Starting at the line that contains "Reviewer check: every instance of the stone statue" and continuing through the end of the data, edit that span so "stone statue" becomes "marble statue" everywhere and everything else stays the same. Leave the pictures out of your answer.

───── Material to process

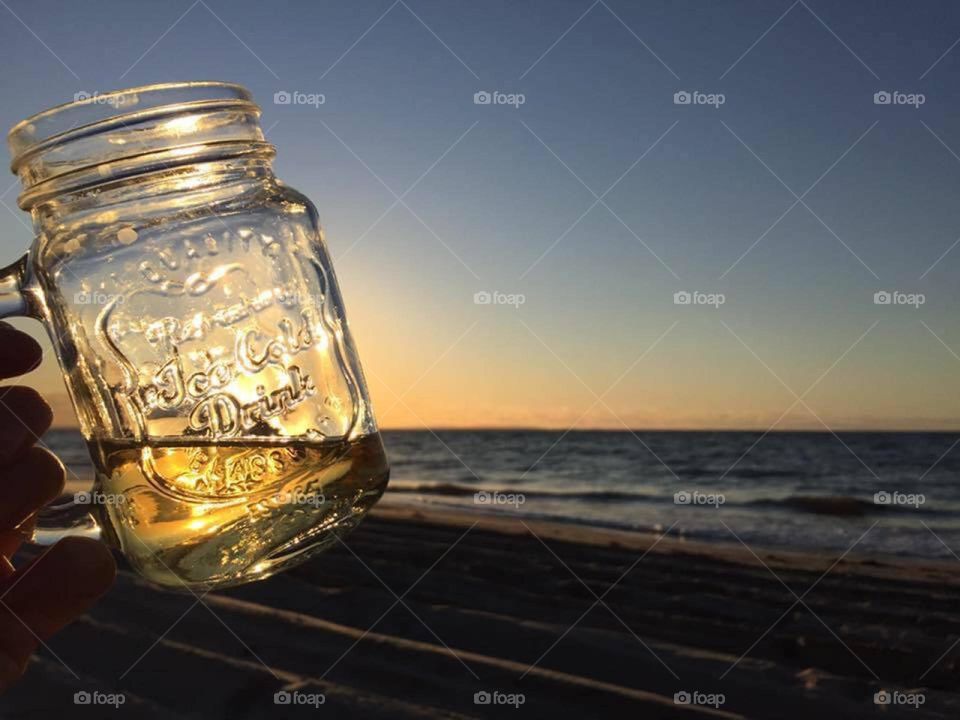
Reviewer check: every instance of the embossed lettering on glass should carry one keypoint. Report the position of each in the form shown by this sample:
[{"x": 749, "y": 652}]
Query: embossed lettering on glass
[{"x": 198, "y": 323}]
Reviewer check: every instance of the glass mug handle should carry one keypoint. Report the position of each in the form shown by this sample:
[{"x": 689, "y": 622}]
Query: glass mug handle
[{"x": 54, "y": 521}]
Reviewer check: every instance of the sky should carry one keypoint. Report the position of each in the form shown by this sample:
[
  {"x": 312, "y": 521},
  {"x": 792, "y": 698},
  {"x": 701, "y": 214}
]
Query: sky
[{"x": 587, "y": 194}]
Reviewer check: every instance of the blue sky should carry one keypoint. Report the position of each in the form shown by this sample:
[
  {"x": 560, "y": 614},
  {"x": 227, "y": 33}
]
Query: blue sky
[{"x": 509, "y": 199}]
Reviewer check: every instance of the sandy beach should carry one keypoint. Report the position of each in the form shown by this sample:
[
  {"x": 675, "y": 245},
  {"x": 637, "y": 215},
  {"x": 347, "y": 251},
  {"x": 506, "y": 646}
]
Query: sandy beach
[{"x": 418, "y": 612}]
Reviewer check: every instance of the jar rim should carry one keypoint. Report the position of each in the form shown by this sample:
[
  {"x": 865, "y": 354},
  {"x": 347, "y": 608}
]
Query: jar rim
[{"x": 87, "y": 112}]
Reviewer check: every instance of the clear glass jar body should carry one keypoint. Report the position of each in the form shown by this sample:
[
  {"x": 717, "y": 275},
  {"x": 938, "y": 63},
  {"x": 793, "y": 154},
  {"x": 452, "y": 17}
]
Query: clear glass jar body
[{"x": 194, "y": 310}]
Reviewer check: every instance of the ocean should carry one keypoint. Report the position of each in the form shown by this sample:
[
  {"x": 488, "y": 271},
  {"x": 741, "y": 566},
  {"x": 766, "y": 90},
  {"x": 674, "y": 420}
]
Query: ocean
[{"x": 897, "y": 492}]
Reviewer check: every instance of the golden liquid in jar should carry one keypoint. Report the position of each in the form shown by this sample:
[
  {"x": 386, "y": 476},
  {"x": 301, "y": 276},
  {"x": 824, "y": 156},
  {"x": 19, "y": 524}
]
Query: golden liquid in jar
[{"x": 186, "y": 513}]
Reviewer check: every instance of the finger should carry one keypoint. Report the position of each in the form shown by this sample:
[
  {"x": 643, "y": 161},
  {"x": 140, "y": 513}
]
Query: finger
[
  {"x": 48, "y": 594},
  {"x": 19, "y": 353},
  {"x": 33, "y": 480},
  {"x": 24, "y": 417}
]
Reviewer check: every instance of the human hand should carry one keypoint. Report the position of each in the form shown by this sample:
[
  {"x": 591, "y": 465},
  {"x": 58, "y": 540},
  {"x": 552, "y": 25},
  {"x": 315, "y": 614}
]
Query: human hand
[{"x": 48, "y": 593}]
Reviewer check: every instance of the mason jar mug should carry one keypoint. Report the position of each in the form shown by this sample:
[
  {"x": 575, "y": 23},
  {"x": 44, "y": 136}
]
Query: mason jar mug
[{"x": 196, "y": 318}]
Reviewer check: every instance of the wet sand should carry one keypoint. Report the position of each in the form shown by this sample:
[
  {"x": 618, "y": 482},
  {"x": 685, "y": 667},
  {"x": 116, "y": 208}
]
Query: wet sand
[{"x": 417, "y": 612}]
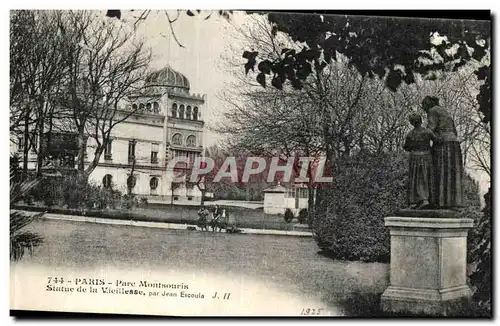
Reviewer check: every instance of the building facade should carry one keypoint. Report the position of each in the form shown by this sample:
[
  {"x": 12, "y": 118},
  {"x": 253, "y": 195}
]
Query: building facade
[
  {"x": 170, "y": 124},
  {"x": 278, "y": 198}
]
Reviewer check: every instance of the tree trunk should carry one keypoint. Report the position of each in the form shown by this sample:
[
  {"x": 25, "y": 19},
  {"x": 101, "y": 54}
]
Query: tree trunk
[
  {"x": 39, "y": 158},
  {"x": 81, "y": 148},
  {"x": 25, "y": 148}
]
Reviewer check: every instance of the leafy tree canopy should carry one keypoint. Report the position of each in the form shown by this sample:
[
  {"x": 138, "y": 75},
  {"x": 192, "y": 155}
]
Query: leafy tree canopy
[{"x": 393, "y": 48}]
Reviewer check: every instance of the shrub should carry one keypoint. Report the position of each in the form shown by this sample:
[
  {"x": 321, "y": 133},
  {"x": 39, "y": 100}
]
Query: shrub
[
  {"x": 303, "y": 216},
  {"x": 365, "y": 189},
  {"x": 288, "y": 215},
  {"x": 481, "y": 255}
]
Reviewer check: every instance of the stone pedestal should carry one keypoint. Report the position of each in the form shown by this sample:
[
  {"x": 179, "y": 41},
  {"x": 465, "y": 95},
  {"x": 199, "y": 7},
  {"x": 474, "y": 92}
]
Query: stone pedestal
[{"x": 428, "y": 264}]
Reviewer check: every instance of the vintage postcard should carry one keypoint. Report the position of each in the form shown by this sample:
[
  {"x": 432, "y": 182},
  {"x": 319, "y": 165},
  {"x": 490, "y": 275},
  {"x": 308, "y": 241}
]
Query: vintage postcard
[{"x": 250, "y": 163}]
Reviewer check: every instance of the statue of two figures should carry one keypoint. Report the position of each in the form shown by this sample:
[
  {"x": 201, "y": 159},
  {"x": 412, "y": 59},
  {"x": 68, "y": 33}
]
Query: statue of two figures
[{"x": 435, "y": 174}]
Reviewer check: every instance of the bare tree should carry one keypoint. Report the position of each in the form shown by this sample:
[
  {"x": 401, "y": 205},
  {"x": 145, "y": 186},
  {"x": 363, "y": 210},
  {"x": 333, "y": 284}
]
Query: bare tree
[
  {"x": 106, "y": 67},
  {"x": 37, "y": 71}
]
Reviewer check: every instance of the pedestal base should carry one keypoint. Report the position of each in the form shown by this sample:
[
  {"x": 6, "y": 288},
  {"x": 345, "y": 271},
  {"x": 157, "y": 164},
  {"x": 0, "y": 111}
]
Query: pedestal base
[
  {"x": 422, "y": 301},
  {"x": 428, "y": 264}
]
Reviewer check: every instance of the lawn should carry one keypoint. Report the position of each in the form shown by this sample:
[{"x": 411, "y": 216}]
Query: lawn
[
  {"x": 288, "y": 262},
  {"x": 245, "y": 217}
]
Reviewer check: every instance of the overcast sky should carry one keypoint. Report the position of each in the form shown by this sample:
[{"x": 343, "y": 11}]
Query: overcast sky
[{"x": 199, "y": 60}]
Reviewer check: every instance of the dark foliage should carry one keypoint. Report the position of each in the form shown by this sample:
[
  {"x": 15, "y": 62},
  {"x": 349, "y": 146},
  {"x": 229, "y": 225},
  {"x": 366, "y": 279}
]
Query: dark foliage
[
  {"x": 375, "y": 46},
  {"x": 288, "y": 215},
  {"x": 480, "y": 254},
  {"x": 366, "y": 189},
  {"x": 21, "y": 240}
]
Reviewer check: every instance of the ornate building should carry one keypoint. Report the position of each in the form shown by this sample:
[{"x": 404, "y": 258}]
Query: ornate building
[{"x": 170, "y": 124}]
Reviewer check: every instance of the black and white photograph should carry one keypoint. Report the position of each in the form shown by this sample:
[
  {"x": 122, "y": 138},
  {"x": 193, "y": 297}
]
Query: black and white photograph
[{"x": 250, "y": 163}]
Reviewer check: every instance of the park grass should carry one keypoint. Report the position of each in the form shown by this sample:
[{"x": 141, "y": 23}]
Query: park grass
[
  {"x": 244, "y": 217},
  {"x": 291, "y": 263}
]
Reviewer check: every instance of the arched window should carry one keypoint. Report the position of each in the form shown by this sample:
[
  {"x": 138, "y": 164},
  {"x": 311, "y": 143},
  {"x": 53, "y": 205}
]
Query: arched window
[
  {"x": 195, "y": 113},
  {"x": 131, "y": 181},
  {"x": 181, "y": 111},
  {"x": 107, "y": 181},
  {"x": 153, "y": 183},
  {"x": 177, "y": 139},
  {"x": 191, "y": 141},
  {"x": 174, "y": 110}
]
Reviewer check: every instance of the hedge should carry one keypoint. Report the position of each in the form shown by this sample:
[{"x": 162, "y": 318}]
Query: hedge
[{"x": 365, "y": 190}]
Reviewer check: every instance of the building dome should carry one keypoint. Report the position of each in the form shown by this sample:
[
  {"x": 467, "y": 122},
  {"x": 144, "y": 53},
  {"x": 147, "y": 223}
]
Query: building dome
[{"x": 167, "y": 77}]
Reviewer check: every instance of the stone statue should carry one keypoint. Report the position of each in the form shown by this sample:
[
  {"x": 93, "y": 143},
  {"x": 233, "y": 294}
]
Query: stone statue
[
  {"x": 447, "y": 161},
  {"x": 418, "y": 143}
]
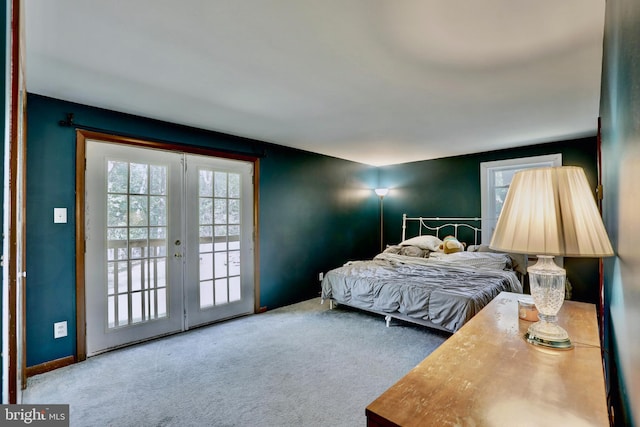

──────────

§ Worked solution:
Reviewer check: every instance of the marble statue should carry one keypoint. Report the position of each in the form shown by this sample:
[
  {"x": 93, "y": 143},
  {"x": 233, "y": 294}
]
Query: marble statue
[
  {"x": 447, "y": 161},
  {"x": 418, "y": 143}
]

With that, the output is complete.